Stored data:
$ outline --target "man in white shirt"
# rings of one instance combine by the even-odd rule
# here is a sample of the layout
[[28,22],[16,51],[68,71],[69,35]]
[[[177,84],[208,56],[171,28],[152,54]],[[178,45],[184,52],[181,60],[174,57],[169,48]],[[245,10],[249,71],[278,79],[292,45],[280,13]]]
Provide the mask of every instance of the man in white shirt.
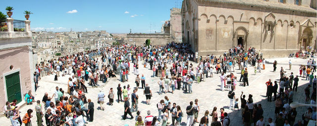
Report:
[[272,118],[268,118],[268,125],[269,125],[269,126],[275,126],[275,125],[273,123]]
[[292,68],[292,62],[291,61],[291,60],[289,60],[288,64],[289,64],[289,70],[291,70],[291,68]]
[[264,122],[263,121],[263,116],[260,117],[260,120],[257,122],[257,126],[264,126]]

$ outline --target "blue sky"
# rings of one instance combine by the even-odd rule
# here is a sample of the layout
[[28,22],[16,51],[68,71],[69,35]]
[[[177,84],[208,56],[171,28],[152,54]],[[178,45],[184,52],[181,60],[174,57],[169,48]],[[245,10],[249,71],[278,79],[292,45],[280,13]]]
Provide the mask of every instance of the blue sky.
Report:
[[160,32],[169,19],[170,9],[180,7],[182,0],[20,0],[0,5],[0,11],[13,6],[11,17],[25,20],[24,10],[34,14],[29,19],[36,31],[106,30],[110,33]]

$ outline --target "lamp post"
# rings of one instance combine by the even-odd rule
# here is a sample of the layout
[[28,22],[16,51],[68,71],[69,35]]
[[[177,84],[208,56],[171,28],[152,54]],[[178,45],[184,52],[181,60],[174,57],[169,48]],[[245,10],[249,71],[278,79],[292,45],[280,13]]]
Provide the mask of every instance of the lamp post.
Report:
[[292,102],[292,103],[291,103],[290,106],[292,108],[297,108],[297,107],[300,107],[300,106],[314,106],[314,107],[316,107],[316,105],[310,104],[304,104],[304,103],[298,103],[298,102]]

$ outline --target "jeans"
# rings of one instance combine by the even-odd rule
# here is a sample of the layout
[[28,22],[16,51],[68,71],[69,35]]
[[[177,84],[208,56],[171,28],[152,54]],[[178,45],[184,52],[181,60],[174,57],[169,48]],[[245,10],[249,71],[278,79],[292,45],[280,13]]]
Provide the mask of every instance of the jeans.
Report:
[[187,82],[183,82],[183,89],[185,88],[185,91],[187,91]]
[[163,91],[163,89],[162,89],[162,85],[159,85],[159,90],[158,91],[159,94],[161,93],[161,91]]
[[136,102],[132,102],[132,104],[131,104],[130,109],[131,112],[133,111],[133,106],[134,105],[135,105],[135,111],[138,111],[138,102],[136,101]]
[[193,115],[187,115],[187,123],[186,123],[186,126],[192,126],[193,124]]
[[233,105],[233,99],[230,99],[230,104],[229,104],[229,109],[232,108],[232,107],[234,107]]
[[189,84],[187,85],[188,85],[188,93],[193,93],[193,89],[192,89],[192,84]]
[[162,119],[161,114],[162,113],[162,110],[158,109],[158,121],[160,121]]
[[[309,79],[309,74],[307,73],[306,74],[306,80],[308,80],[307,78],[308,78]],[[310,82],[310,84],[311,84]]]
---
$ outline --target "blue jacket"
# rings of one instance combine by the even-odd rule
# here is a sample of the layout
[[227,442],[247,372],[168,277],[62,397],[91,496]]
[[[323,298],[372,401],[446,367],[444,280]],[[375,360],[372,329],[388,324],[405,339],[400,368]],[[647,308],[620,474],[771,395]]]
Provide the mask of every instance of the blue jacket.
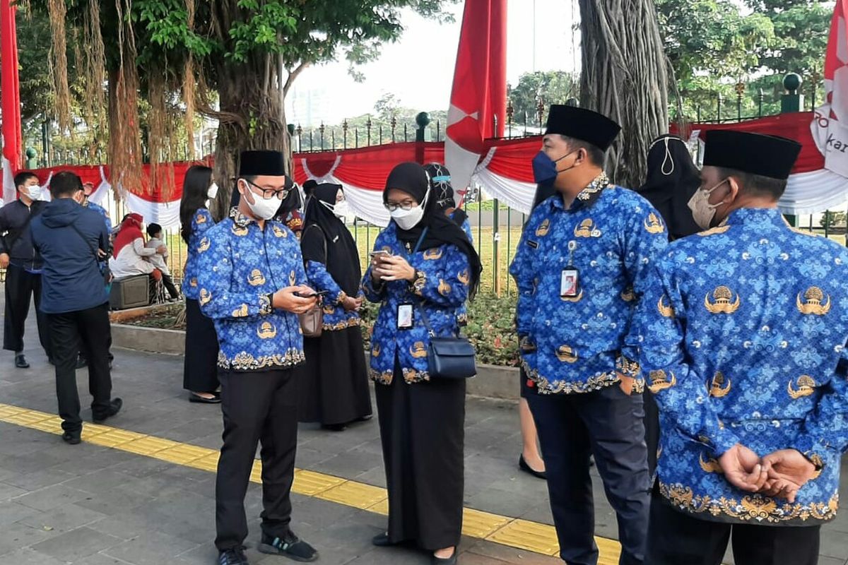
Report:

* _WORK INSTRUCTIONS_
Show each line of the listing that contains the string "jeans", copied in full.

* _THE ANSWER_
$ outline --target "jeans"
Provide the mask of every instance of the jeans.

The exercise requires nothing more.